[Labeling and segmentation entries]
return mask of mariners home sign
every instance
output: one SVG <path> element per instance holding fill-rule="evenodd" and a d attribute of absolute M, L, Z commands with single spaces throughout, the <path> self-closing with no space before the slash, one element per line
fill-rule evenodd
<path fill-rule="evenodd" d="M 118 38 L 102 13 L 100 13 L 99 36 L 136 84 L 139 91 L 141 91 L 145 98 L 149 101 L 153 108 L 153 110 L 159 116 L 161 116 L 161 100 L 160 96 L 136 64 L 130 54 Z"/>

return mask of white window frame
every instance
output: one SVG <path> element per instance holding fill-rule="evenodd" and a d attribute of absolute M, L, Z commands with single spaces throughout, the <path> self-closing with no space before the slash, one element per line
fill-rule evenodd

* _Short task_:
Render every line of the entries above as a Markdown table with the columns Row and Line, numbering each row and omitting blank lines.

* _Correct answer_:
| Row | Line |
|---|---|
| 1 | return mask of mariners home sign |
| 2 | every instance |
| 3 | output: one SVG <path> element per instance holding fill-rule="evenodd" and a d attribute of absolute M, L, Z commands with single spaces throughout, the <path> self-closing with no space before the slash, one element per line |
| 4 | fill-rule evenodd |
| 5 | <path fill-rule="evenodd" d="M 118 38 L 102 13 L 100 13 L 99 36 L 136 84 L 139 91 L 141 91 L 145 98 L 149 101 L 153 108 L 153 110 L 159 116 L 161 116 L 161 100 L 160 96 L 136 64 L 130 54 Z"/> |
| 6 | return mask of white window frame |
| 7 | every instance |
| 8 | output: one SVG <path> element per instance holding fill-rule="evenodd" and a d attribute of absolute M, L, Z commands with single spaces throughout, the <path> self-closing with no space before the slash, one element per line |
| 9 | fill-rule evenodd |